**TASK GOAL:** Reproduce the listing exactly. Omit pictures.

**DATA FOR THE TASK:**

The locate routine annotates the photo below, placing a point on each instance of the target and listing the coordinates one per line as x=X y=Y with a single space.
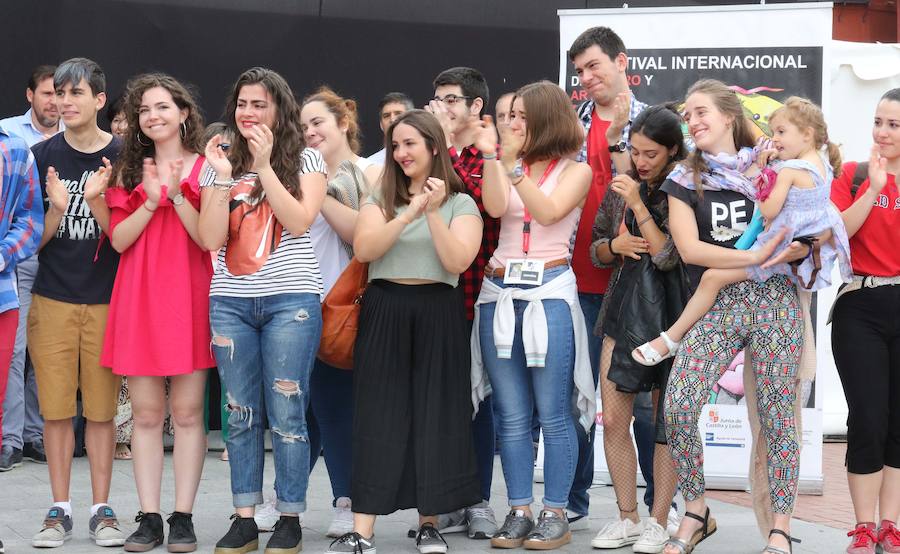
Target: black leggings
x=865 y=340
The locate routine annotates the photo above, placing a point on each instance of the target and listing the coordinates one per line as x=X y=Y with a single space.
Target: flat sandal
x=775 y=549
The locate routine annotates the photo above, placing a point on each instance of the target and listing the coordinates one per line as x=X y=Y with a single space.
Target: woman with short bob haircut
x=412 y=433
x=538 y=359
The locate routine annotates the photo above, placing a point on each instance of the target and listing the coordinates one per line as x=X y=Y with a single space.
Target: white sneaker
x=343 y=519
x=619 y=533
x=266 y=516
x=673 y=522
x=653 y=539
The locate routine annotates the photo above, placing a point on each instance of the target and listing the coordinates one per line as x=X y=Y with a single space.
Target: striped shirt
x=21 y=213
x=291 y=268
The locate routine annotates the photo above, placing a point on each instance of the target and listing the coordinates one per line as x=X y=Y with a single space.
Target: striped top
x=291 y=268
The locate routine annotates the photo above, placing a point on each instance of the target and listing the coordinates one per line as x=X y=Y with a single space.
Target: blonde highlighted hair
x=806 y=115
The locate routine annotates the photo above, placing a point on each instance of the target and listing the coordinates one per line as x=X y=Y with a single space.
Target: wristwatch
x=517 y=171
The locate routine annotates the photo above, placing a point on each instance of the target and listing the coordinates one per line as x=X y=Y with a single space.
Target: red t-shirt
x=591 y=279
x=873 y=249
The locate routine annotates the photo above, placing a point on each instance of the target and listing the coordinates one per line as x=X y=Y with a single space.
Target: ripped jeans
x=265 y=348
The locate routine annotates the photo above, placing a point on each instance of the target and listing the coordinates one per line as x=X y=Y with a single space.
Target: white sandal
x=646 y=355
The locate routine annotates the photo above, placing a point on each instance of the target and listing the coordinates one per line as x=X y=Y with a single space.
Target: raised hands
x=485 y=139
x=57 y=193
x=216 y=157
x=621 y=114
x=440 y=112
x=150 y=180
x=98 y=182
x=877 y=170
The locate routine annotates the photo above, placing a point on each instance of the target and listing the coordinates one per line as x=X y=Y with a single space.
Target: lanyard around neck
x=526 y=220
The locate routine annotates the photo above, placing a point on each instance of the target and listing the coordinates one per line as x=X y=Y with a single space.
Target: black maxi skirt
x=412 y=414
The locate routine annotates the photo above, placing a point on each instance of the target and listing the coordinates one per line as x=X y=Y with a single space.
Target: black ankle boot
x=181 y=533
x=242 y=537
x=287 y=537
x=149 y=534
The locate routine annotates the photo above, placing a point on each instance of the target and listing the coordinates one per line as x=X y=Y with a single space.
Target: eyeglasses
x=451 y=99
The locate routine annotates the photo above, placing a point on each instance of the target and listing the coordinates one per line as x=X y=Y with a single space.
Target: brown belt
x=501 y=271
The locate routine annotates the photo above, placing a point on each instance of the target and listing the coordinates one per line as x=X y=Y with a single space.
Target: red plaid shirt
x=469 y=165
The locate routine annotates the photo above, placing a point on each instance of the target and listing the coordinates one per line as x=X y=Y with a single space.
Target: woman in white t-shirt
x=329 y=124
x=265 y=311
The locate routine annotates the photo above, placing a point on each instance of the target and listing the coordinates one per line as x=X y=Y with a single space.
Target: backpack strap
x=859 y=177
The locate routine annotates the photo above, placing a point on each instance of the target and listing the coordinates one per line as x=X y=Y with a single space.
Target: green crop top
x=413 y=255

**EXERCISE RESPONSE:**
The locate routine annotates the photo below, placing a point on each instance of the target and listing the coordinates one per line as x=X y=Y with a single space.
Target: black leggings
x=865 y=340
The locate routine annotates the photo above, placing a point on each instance of the target and listing the coordinates one per line as x=X y=Y with a single space.
Target: flat sandal
x=775 y=549
The locate routine annotates the photo above, placing a point on each instance of the target and listing the coordinates one per line as x=X y=Y with a single space.
Target: woman with short bob haircut
x=412 y=433
x=538 y=359
The locate routine annotates the photo above, placing a point on each instance of the target and listing the coordinates one per line as x=X y=Y with a single space.
Target: white sneaker
x=343 y=519
x=619 y=533
x=266 y=516
x=673 y=522
x=653 y=539
The locate routine annotates the photo above, placing a point on each instance of the target and listing the coordinates one per line as x=X y=Y with a single space.
Target: striped shirt
x=21 y=213
x=291 y=268
The locate routine annotates the photo above, placing a point on each instance of the target and listing the coordinates one per line as x=X y=Y with a single space.
Target: striped top
x=291 y=268
The locate routine annotates the photo above, placing a point on each instance of the target and listing the coordinates one per line as x=X y=Y with a single space.
Target: blonde highlighted hair
x=806 y=115
The locate routine annotates the photo above, placing a point on each instance of the target and listing the coordinates one per line as x=X y=Y with a single space.
Target: wristwatch
x=517 y=171
The locate routine annotates the photo above, placing a point on each instance of the target and listing the coordinates one per line as x=X y=Y with a single space.
Target: red t-shirt
x=591 y=279
x=873 y=249
The locate routine annotates the photo above, placing a point on each instance of the target and listing the coordinates one per line as x=X y=Y with a single space.
Target: ripped jeans
x=265 y=348
The locate routine annotates the photo above, placing a point on each instance of the target and listing the coordinates one per line as x=X y=Y with a single space.
Target: white sandal
x=646 y=355
The locate routine annotates the photo above, placing a point on each instance of the target and listing the coordinates one per line as x=X y=Y with a single space.
Target: raised hands
x=485 y=139
x=57 y=193
x=216 y=157
x=621 y=114
x=440 y=112
x=150 y=180
x=98 y=182
x=877 y=170
The locate routine annotates the photo above, placing a point on each instance of the target and listing the coordinates one per line as x=X y=Y with a single space.
Target: lanyard around neck
x=526 y=220
The locate routine annotates the photo above, placing a point on each instance of the target and listing the coordinates one per line as x=X y=Y with a single space.
Target: black maxi skirt
x=412 y=414
The locate routine annotates the photo above, placing a point on each instance of the target and listing the coordinates one per line as x=X y=Y with a single space.
Target: black ankle boot
x=181 y=533
x=242 y=537
x=287 y=537
x=149 y=534
The locate routine annotates the photo above, placing a point on each instance of the target and listing the coordinates one per line as x=X y=Y with a single space.
Target: eyeglasses
x=451 y=99
The locate routine annotates the photo above, placing a point on each instance of the target and listing the coordinates one per line as x=X y=Y with a single space.
Target: brown belt
x=501 y=271
The locate routine annotates the photo above, placing a point on each instance of the target and listing the coordinates one per line as x=X y=Y with a single space.
Target: red plaid shirt
x=469 y=165
The locate routine annotates the photo above, placing a point on each instance of the target and listing the coordinates one per line as x=X y=Y with a single space.
Target: woman in white t-shirt
x=329 y=124
x=265 y=311
The locate routine annotates the photo above, placing a point on each instance of the target and listing the coordinates one per line as x=X y=Y with a single space.
Target: backpack strap
x=859 y=177
The locate routine annotates the photo above, placing a point on each instance of the target and listing the coordinates one per line as x=X y=Y with a single space.
Target: green crop top
x=413 y=255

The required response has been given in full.